Reading text
The anti-offshore crowd of high-tax, deficit-spending politicians are trying to smear Nevada and other states as international money laundering centers.

Mayer Amschel Rothschild (1744-1812), founder of the Rothschild fortune, opened his famous German bank in the 1760s. From 1815 to 1914, it was the world’s largest bank.

Today, based in London, Rothschild & Co. manages $21 billion in assets, with offices in nine leading offshore financial centers — and in Reno, Nevada!

Why, you might ask, would Rothschild, with over 650 wealthy clients, each averaging $6.4 million in investible assets, have an office in the gambling mecca of Reno, of all places?

For the same reason that in Cheyenne, Wyoming, a small brick house, wedged between a Greek Orthodox church and a rundown barbershop, has been described as “a little Cayman Island on the Great Plains.”

The explanation behind these unlikely locations reveals something else: how and why the anti-offshore crowd of high-tax, deficit-spending politicians are trying to smear Delaware, Nevada, Wyoming and South Dakota as international money laundering centers.

A Dirty War for Your Money

Governments of the major high-tax, high-deficit nations — especially the United States, Germany and France — along with the Organisation for Economic Co-operation and Development and allied leftist groups have waged war on legitimate offshore financial and banking jurisdictions worldwide for the last two decades. “Tax havens are evil” is the drumbeat.

Desperate tax collectors trying to finance multitrillions in official sovereign debt — the U.S. owes nearly $20 trillion — successfully redefined “tax havens” and “offshore” as a dark world of tax evasion, drug dealers, dirty money and political corruption.

Personal privacy and financial freedom suffered greatly. Examples of this include the so-called Patriot Act and the Foreign Account Tax Compliance Act that have given the IRS secret access to every American’s financial affairs.

U.S. and international advocates of Big Brother government righteously have done their best to equate financial privacy with crime; ergo, there is no right to privacy that hides crime. Instead of individual prosecutions, everyone is presumed to be crooks.

A major official justification for destroying your individual privacy has been combating “money laundering,” loosely defined as concealing sources of illegally obtained money by using foreign banks or legitimate businesses to cover crimes.

The result after 20 years has been a global system of total automatic tax information exchange among nations that begins in 2018. The Automatic Exchange of Information (AEOI) standard requires automatic sharing of foreign bank account information of citizens of over 100 countries. Switzerland has just signed on.

Attacks on Your Privacy

AEOI has abolished bank secrecy, but even that’s not enough. Now comes the latest round in the anti-privacy war: the demand for a radical change in American state corporation laws, especially in “easy incorporation” states such as Delaware, Nevada, Wyoming and South Dakota, where officials support privacy over unlimited transparency. That demand includes a national registry identifying true owners of companies registered anywhere in the U.S., like the United Kingdom’s central online register of companies.

Written exercise 1
From the rows, return the lines from the line with "Bet you can't find raised" up to and including the line with "[305,310,362,438]", copied without any change.
The article and the rows that follow it are unrelated to each other.

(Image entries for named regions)
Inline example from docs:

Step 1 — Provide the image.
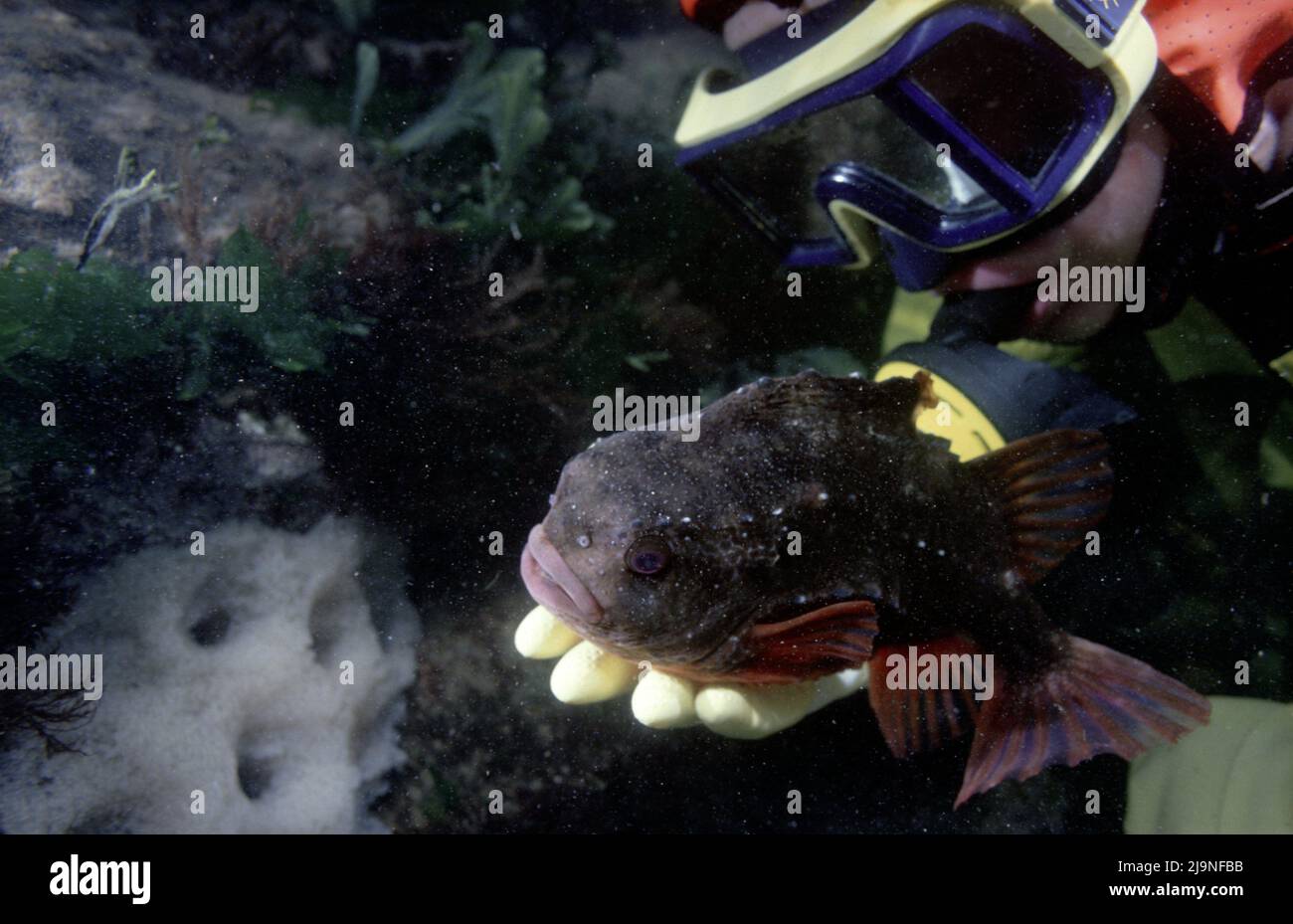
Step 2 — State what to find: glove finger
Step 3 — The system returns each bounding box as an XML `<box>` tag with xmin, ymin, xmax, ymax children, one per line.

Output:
<box><xmin>695</xmin><ymin>683</ymin><xmax>815</xmax><ymax>738</ymax></box>
<box><xmin>548</xmin><ymin>641</ymin><xmax>638</xmax><ymax>705</ymax></box>
<box><xmin>512</xmin><ymin>606</ymin><xmax>579</xmax><ymax>659</ymax></box>
<box><xmin>633</xmin><ymin>670</ymin><xmax>699</xmax><ymax>729</ymax></box>
<box><xmin>695</xmin><ymin>664</ymin><xmax>867</xmax><ymax>738</ymax></box>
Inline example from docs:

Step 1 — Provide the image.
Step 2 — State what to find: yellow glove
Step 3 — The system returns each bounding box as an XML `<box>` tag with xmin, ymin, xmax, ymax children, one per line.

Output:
<box><xmin>514</xmin><ymin>606</ymin><xmax>866</xmax><ymax>738</ymax></box>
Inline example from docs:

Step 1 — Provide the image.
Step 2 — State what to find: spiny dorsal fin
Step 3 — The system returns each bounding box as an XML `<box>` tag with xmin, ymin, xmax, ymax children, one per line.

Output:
<box><xmin>966</xmin><ymin>431</ymin><xmax>1113</xmax><ymax>583</ymax></box>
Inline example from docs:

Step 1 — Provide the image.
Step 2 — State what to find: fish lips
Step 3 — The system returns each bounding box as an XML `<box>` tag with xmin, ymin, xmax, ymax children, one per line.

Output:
<box><xmin>521</xmin><ymin>523</ymin><xmax>605</xmax><ymax>626</ymax></box>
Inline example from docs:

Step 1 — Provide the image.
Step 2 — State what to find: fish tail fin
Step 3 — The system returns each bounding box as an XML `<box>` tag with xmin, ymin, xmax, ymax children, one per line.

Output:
<box><xmin>956</xmin><ymin>635</ymin><xmax>1211</xmax><ymax>808</ymax></box>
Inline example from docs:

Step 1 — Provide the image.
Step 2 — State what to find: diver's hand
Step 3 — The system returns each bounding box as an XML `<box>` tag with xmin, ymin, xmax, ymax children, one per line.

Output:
<box><xmin>514</xmin><ymin>606</ymin><xmax>866</xmax><ymax>738</ymax></box>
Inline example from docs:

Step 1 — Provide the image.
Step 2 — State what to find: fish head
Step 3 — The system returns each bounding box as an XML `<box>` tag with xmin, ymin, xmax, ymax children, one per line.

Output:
<box><xmin>521</xmin><ymin>376</ymin><xmax>915</xmax><ymax>682</ymax></box>
<box><xmin>521</xmin><ymin>431</ymin><xmax>777</xmax><ymax>668</ymax></box>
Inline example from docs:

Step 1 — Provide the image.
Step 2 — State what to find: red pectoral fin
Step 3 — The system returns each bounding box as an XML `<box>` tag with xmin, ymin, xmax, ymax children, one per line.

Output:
<box><xmin>866</xmin><ymin>636</ymin><xmax>979</xmax><ymax>757</ymax></box>
<box><xmin>732</xmin><ymin>600</ymin><xmax>879</xmax><ymax>683</ymax></box>
<box><xmin>966</xmin><ymin>431</ymin><xmax>1113</xmax><ymax>582</ymax></box>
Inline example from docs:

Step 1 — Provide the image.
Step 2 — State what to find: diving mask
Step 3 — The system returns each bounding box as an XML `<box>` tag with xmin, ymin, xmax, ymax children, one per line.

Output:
<box><xmin>676</xmin><ymin>0</ymin><xmax>1158</xmax><ymax>288</ymax></box>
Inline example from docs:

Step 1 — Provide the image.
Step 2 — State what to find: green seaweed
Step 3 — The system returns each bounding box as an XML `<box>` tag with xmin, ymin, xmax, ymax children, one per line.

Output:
<box><xmin>350</xmin><ymin>42</ymin><xmax>382</xmax><ymax>134</ymax></box>
<box><xmin>384</xmin><ymin>22</ymin><xmax>611</xmax><ymax>243</ymax></box>
<box><xmin>1125</xmin><ymin>696</ymin><xmax>1293</xmax><ymax>833</ymax></box>
<box><xmin>0</xmin><ymin>229</ymin><xmax>371</xmax><ymax>463</ymax></box>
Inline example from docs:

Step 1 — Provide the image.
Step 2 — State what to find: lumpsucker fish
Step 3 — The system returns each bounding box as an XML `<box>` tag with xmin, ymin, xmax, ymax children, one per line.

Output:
<box><xmin>521</xmin><ymin>372</ymin><xmax>1210</xmax><ymax>807</ymax></box>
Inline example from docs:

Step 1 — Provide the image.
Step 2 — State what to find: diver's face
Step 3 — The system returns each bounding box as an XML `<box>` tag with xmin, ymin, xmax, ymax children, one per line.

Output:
<box><xmin>723</xmin><ymin>0</ymin><xmax>1169</xmax><ymax>342</ymax></box>
<box><xmin>941</xmin><ymin>106</ymin><xmax>1169</xmax><ymax>342</ymax></box>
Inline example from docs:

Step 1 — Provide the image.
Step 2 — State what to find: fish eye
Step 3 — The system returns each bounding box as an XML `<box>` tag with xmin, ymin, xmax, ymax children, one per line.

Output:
<box><xmin>625</xmin><ymin>536</ymin><xmax>673</xmax><ymax>576</ymax></box>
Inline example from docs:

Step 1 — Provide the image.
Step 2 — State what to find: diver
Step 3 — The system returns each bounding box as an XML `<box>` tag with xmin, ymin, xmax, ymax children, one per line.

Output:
<box><xmin>516</xmin><ymin>0</ymin><xmax>1293</xmax><ymax>738</ymax></box>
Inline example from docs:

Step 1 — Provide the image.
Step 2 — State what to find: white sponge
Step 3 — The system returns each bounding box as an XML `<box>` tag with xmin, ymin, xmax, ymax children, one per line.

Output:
<box><xmin>0</xmin><ymin>518</ymin><xmax>418</xmax><ymax>832</ymax></box>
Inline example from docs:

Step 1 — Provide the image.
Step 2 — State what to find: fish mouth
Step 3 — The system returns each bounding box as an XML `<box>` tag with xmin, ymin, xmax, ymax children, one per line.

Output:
<box><xmin>521</xmin><ymin>523</ymin><xmax>604</xmax><ymax>626</ymax></box>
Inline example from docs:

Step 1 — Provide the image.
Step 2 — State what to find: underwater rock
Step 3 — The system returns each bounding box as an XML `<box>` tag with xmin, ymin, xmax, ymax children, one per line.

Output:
<box><xmin>0</xmin><ymin>0</ymin><xmax>389</xmax><ymax>267</ymax></box>
<box><xmin>1125</xmin><ymin>696</ymin><xmax>1293</xmax><ymax>833</ymax></box>
<box><xmin>0</xmin><ymin>518</ymin><xmax>418</xmax><ymax>832</ymax></box>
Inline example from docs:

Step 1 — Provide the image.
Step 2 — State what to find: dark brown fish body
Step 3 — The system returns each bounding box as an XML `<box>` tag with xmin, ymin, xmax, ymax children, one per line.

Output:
<box><xmin>522</xmin><ymin>373</ymin><xmax>1206</xmax><ymax>795</ymax></box>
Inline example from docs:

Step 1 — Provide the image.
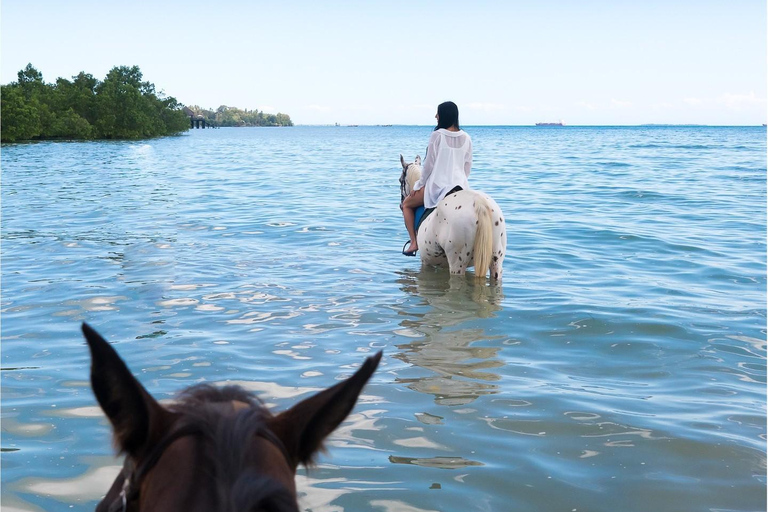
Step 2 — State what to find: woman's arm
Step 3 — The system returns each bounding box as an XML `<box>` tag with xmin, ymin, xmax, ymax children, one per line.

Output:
<box><xmin>413</xmin><ymin>132</ymin><xmax>440</xmax><ymax>190</ymax></box>
<box><xmin>464</xmin><ymin>139</ymin><xmax>472</xmax><ymax>178</ymax></box>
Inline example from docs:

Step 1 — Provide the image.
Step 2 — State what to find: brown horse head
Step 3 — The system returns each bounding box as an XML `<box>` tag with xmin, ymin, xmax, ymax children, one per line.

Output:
<box><xmin>83</xmin><ymin>324</ymin><xmax>381</xmax><ymax>512</ymax></box>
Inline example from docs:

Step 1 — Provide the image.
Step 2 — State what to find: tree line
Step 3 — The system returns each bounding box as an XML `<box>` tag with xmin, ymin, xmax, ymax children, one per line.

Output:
<box><xmin>187</xmin><ymin>105</ymin><xmax>293</xmax><ymax>126</ymax></box>
<box><xmin>0</xmin><ymin>64</ymin><xmax>190</xmax><ymax>142</ymax></box>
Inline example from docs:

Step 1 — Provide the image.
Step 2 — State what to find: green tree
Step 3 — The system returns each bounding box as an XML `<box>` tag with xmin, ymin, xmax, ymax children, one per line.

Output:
<box><xmin>0</xmin><ymin>85</ymin><xmax>42</xmax><ymax>142</ymax></box>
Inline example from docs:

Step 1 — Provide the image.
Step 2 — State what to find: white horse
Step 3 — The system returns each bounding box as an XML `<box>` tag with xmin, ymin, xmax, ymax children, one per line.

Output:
<box><xmin>400</xmin><ymin>155</ymin><xmax>507</xmax><ymax>281</ymax></box>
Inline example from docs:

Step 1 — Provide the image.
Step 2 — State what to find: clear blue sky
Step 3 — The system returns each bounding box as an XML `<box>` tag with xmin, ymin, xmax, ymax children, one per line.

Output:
<box><xmin>0</xmin><ymin>0</ymin><xmax>767</xmax><ymax>125</ymax></box>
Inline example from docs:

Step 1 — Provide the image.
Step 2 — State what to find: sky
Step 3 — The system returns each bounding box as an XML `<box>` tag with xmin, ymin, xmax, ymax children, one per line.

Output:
<box><xmin>0</xmin><ymin>0</ymin><xmax>768</xmax><ymax>125</ymax></box>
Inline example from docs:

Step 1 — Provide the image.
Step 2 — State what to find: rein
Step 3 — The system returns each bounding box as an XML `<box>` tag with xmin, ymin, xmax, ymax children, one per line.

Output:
<box><xmin>107</xmin><ymin>424</ymin><xmax>291</xmax><ymax>512</ymax></box>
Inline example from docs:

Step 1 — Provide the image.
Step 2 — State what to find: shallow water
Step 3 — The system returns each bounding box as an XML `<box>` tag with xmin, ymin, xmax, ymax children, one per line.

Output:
<box><xmin>1</xmin><ymin>127</ymin><xmax>766</xmax><ymax>512</ymax></box>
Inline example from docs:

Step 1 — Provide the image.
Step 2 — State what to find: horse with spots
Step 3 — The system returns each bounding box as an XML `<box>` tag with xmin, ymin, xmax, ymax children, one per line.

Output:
<box><xmin>400</xmin><ymin>155</ymin><xmax>507</xmax><ymax>282</ymax></box>
<box><xmin>83</xmin><ymin>324</ymin><xmax>381</xmax><ymax>512</ymax></box>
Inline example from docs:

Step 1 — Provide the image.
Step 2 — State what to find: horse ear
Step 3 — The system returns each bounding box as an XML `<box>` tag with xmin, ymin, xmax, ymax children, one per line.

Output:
<box><xmin>83</xmin><ymin>323</ymin><xmax>169</xmax><ymax>457</ymax></box>
<box><xmin>271</xmin><ymin>352</ymin><xmax>381</xmax><ymax>468</ymax></box>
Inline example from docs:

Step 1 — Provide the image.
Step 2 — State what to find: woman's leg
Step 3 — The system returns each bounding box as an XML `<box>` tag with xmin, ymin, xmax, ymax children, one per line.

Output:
<box><xmin>402</xmin><ymin>188</ymin><xmax>424</xmax><ymax>252</ymax></box>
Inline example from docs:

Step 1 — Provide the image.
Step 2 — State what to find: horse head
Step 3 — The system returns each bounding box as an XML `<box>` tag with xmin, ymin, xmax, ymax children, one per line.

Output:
<box><xmin>83</xmin><ymin>324</ymin><xmax>381</xmax><ymax>512</ymax></box>
<box><xmin>400</xmin><ymin>155</ymin><xmax>421</xmax><ymax>203</ymax></box>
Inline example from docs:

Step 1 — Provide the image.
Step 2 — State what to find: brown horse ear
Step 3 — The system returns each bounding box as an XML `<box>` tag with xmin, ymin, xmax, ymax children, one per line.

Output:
<box><xmin>271</xmin><ymin>352</ymin><xmax>381</xmax><ymax>467</ymax></box>
<box><xmin>83</xmin><ymin>323</ymin><xmax>168</xmax><ymax>457</ymax></box>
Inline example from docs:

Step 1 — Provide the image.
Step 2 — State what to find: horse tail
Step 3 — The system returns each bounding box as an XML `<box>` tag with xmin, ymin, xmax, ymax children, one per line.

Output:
<box><xmin>473</xmin><ymin>194</ymin><xmax>493</xmax><ymax>279</ymax></box>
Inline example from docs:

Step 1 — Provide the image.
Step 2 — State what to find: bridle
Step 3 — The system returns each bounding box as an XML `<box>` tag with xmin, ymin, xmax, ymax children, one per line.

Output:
<box><xmin>107</xmin><ymin>424</ymin><xmax>291</xmax><ymax>512</ymax></box>
<box><xmin>400</xmin><ymin>164</ymin><xmax>413</xmax><ymax>204</ymax></box>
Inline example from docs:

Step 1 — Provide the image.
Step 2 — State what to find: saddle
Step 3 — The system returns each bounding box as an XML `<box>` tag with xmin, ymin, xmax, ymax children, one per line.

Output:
<box><xmin>413</xmin><ymin>185</ymin><xmax>464</xmax><ymax>233</ymax></box>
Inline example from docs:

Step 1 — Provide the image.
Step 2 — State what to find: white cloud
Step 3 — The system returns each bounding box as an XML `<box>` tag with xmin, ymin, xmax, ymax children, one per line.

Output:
<box><xmin>576</xmin><ymin>100</ymin><xmax>597</xmax><ymax>110</ymax></box>
<box><xmin>717</xmin><ymin>91</ymin><xmax>765</xmax><ymax>110</ymax></box>
<box><xmin>467</xmin><ymin>102</ymin><xmax>506</xmax><ymax>112</ymax></box>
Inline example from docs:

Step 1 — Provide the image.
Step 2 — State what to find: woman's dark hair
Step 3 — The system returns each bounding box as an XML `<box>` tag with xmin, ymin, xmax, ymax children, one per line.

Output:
<box><xmin>435</xmin><ymin>101</ymin><xmax>461</xmax><ymax>130</ymax></box>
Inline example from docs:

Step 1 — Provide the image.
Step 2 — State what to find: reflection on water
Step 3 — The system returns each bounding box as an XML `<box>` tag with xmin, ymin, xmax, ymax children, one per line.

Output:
<box><xmin>393</xmin><ymin>268</ymin><xmax>504</xmax><ymax>406</ymax></box>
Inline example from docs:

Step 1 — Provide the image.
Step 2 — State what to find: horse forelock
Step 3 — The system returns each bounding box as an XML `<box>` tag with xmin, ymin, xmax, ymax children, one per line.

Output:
<box><xmin>156</xmin><ymin>384</ymin><xmax>296</xmax><ymax>511</ymax></box>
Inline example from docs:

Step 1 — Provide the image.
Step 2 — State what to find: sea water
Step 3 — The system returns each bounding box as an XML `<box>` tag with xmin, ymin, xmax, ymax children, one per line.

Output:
<box><xmin>1</xmin><ymin>126</ymin><xmax>766</xmax><ymax>512</ymax></box>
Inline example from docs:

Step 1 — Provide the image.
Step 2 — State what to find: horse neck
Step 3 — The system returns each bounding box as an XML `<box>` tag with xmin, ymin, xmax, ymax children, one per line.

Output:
<box><xmin>405</xmin><ymin>164</ymin><xmax>421</xmax><ymax>193</ymax></box>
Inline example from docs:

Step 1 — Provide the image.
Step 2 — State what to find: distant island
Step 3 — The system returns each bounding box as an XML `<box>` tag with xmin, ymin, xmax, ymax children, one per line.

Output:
<box><xmin>0</xmin><ymin>64</ymin><xmax>190</xmax><ymax>142</ymax></box>
<box><xmin>184</xmin><ymin>105</ymin><xmax>293</xmax><ymax>127</ymax></box>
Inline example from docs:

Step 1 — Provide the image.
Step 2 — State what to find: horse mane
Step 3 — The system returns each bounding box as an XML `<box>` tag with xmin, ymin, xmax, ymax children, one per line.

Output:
<box><xmin>169</xmin><ymin>384</ymin><xmax>298</xmax><ymax>512</ymax></box>
<box><xmin>405</xmin><ymin>163</ymin><xmax>421</xmax><ymax>196</ymax></box>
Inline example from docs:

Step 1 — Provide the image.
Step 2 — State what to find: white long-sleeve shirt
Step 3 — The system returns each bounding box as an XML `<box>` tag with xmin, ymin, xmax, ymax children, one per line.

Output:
<box><xmin>413</xmin><ymin>128</ymin><xmax>472</xmax><ymax>208</ymax></box>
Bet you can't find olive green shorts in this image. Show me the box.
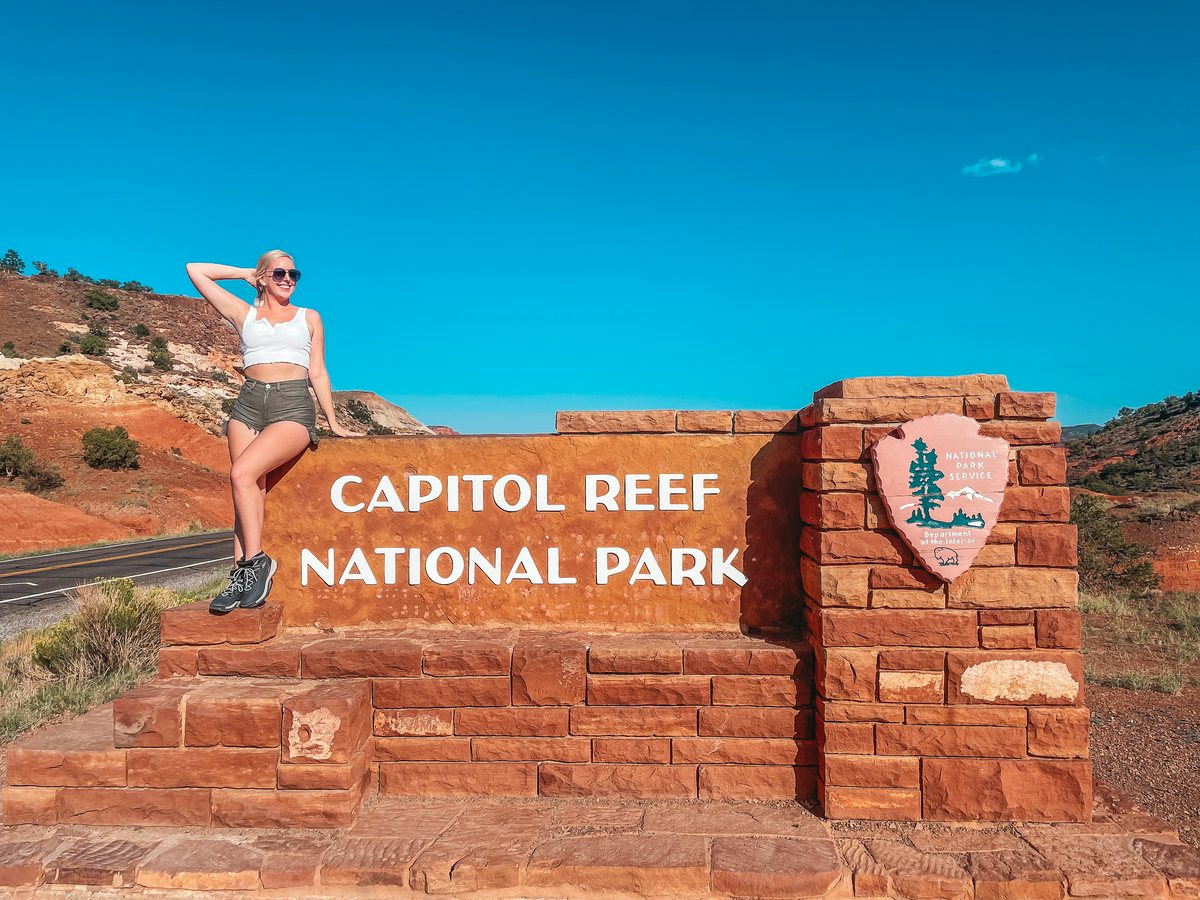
[226,378,320,450]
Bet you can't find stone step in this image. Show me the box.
[4,679,377,827]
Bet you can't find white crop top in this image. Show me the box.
[241,306,312,368]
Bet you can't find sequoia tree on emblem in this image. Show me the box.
[871,415,1008,581]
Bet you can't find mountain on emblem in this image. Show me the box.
[871,415,1008,581]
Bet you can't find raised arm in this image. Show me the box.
[187,263,254,331]
[305,310,362,438]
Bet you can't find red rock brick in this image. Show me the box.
[1016,446,1067,485]
[683,642,812,676]
[713,676,812,707]
[538,762,696,799]
[113,679,192,748]
[816,648,876,702]
[422,641,512,676]
[1030,708,1090,760]
[979,419,1062,446]
[880,672,946,703]
[128,748,280,788]
[470,738,592,762]
[571,707,696,737]
[821,609,985,643]
[817,697,904,722]
[800,528,908,565]
[905,706,1025,728]
[554,409,676,434]
[946,650,1084,706]
[161,600,283,646]
[455,708,569,737]
[817,719,875,754]
[962,394,996,421]
[800,491,866,528]
[868,565,946,590]
[512,638,588,706]
[527,834,709,896]
[922,758,1092,822]
[7,706,126,787]
[878,648,946,672]
[300,636,421,678]
[800,425,863,460]
[800,396,962,427]
[212,782,362,828]
[4,785,58,826]
[138,838,263,890]
[671,738,817,766]
[372,676,511,709]
[373,738,470,762]
[823,786,920,821]
[592,738,671,764]
[46,838,153,888]
[1016,524,1079,568]
[812,374,1008,400]
[996,391,1055,419]
[676,409,733,434]
[949,566,1079,610]
[196,643,300,678]
[712,836,841,896]
[700,707,815,738]
[979,625,1037,650]
[0,838,61,888]
[55,787,211,826]
[374,709,455,737]
[800,557,871,607]
[184,685,286,746]
[158,647,199,678]
[979,610,1033,625]
[588,637,683,674]
[588,674,712,706]
[379,762,537,797]
[700,766,817,800]
[282,680,371,766]
[1037,610,1082,650]
[869,586,946,610]
[822,754,920,787]
[875,722,1025,757]
[1000,485,1070,522]
[800,462,871,492]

Written exercise 2
Summarize the article in two sentences.

Written reply 1
Bet you can't find raised arm in this image. Show me the box.
[187,263,254,331]
[305,310,362,438]

Written reply 2
The article argues that governments of high-tax, high-deficit nations, along with the OECD and allied leftist groups, have spent two decades recasting offshore financial centers as a world of tax evasion and dirty money. It says this campaign has weakened financial privacy through the Patriot Act, FATCA and the Automatic Exchange of Information standard, and now demands changes in easy-incorporation states such as Delaware, Nevada, Wyoming and South Dakota, including a national registry of companies' true owners.